#### Data ####

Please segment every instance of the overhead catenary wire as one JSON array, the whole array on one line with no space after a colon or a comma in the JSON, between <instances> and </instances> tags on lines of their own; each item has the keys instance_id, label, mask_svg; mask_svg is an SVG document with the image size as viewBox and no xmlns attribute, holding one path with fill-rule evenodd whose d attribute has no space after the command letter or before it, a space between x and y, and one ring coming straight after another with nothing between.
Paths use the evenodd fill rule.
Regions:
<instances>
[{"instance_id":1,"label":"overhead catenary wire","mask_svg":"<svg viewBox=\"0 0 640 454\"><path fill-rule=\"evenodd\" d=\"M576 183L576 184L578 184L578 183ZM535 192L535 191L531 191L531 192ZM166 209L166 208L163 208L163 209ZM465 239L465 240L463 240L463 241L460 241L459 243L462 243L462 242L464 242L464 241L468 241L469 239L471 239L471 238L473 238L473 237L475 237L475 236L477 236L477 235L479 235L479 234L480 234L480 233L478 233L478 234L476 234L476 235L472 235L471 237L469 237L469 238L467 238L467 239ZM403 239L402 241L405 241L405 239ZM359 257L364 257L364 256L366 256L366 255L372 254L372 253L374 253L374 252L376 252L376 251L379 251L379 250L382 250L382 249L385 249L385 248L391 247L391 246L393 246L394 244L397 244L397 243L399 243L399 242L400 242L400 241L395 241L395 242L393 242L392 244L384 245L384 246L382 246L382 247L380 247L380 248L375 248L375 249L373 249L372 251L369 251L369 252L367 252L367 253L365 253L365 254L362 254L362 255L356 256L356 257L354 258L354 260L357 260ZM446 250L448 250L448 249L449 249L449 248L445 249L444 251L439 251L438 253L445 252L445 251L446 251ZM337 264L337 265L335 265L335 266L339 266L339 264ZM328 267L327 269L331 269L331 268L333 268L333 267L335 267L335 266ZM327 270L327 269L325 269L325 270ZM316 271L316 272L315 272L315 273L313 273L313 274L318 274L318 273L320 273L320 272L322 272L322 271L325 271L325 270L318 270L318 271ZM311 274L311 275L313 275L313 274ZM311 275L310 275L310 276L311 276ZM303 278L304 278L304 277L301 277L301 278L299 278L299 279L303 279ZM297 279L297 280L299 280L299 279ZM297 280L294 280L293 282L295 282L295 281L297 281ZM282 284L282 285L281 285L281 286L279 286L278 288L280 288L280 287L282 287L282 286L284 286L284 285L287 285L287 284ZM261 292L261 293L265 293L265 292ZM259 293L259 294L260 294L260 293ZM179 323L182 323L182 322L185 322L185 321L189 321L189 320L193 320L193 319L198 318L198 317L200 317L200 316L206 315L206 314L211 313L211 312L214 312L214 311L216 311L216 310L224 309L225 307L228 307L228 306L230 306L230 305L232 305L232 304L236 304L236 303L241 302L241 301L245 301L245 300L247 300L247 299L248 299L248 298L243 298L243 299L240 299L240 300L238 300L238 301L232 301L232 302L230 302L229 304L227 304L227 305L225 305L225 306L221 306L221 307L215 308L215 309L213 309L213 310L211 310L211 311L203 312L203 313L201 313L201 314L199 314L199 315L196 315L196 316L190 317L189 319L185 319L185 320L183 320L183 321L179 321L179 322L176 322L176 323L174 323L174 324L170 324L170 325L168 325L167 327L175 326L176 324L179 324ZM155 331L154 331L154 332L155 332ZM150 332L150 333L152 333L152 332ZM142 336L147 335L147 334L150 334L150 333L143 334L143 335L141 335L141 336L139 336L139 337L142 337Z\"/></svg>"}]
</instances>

####

§ **Problem details**
The data above should be returned exactly as written.

§ **Reply**
Please segment every instance of the overhead catenary wire as one JSON array, the whole array on one line with no space after a colon or a comma in the JSON, between <instances> and </instances> tags on lines of their own; each item has the keys instance_id, label, mask_svg; mask_svg is an SVG document with the image size as viewBox and no xmlns attribute, holding one path with fill-rule evenodd whose d attribute has no space after the command letter or before it, a space between x and y, and one ring coming straight after another with nothing between.
Paths use the evenodd fill rule.
Regions:
<instances>
[{"instance_id":1,"label":"overhead catenary wire","mask_svg":"<svg viewBox=\"0 0 640 454\"><path fill-rule=\"evenodd\" d=\"M576 183L576 184L578 184L578 183ZM535 192L535 191L531 191L531 192ZM166 209L166 208L163 208L163 209ZM465 239L465 240L463 240L463 241L460 241L459 243L462 243L462 242L464 242L464 241L468 241L469 239L471 239L471 238L473 238L473 237L475 237L475 236L477 236L477 235L479 235L479 234L480 234L480 233L478 233L478 234L476 234L476 235L472 235L471 237L469 237L469 238L467 238L467 239ZM403 239L402 241L405 241L405 239ZM359 257L364 257L364 256L366 256L366 255L372 254L372 253L374 253L374 252L376 252L376 251L379 251L379 250L382 250L382 249L385 249L385 248L391 247L391 246L393 246L394 244L397 244L397 243L399 243L399 242L400 242L400 241L395 241L395 242L393 242L392 244L384 245L384 246L382 246L382 247L380 247L380 248L375 248L375 249L373 249L372 251L369 251L369 252L367 252L367 253L365 253L365 254L362 254L362 255L356 256L356 257L354 258L354 260L357 260ZM446 250L448 250L448 249L449 249L449 248L445 249L444 251L439 251L438 253L445 252L445 251L446 251ZM337 264L337 265L335 265L335 266L339 266L339 264ZM328 267L327 269L331 269L331 268L333 268L333 267L335 267L335 266ZM327 270L327 269L325 269L325 270ZM316 271L316 272L315 272L315 273L313 273L313 274L318 274L318 273L320 273L320 272L322 272L322 271L325 271L325 270L318 270L318 271ZM311 274L311 275L313 275L313 274ZM311 275L310 275L310 276L311 276ZM303 278L304 278L304 277L301 277L301 278L299 278L299 279L303 279ZM297 279L297 280L299 280L299 279ZM297 280L294 280L293 282L295 282L295 281L297 281ZM282 284L282 285L281 285L281 286L279 286L278 288L280 288L280 287L282 287L282 286L284 286L284 285L287 285L287 284ZM261 292L261 293L265 293L265 292ZM259 293L259 294L260 294L260 293ZM179 323L182 323L182 322L185 322L185 321L189 321L189 320L193 320L193 319L198 318L198 317L200 317L200 316L206 315L206 314L211 313L211 312L214 312L214 311L216 311L216 310L224 309L225 307L228 307L228 306L230 306L230 305L232 305L232 304L236 304L236 303L241 302L241 301L245 301L245 300L247 300L247 299L248 299L248 298L243 298L243 299L240 299L240 300L238 300L238 301L232 301L232 302L230 302L229 304L227 304L227 305L225 305L225 306L221 306L221 307L215 308L215 309L213 309L213 310L211 310L211 311L203 312L203 313L201 313L201 314L199 314L199 315L196 315L196 316L190 317L189 319L185 319L185 320L183 320L183 321L179 321L179 322L176 322L176 323L174 323L174 324L170 324L170 325L168 325L167 327L175 326L176 324L179 324ZM155 331L154 331L154 332L155 332ZM150 332L150 333L152 333L152 332ZM142 336L147 335L147 334L150 334L150 333L143 334L143 335L141 335L141 336L139 336L139 337L142 337Z\"/></svg>"}]
</instances>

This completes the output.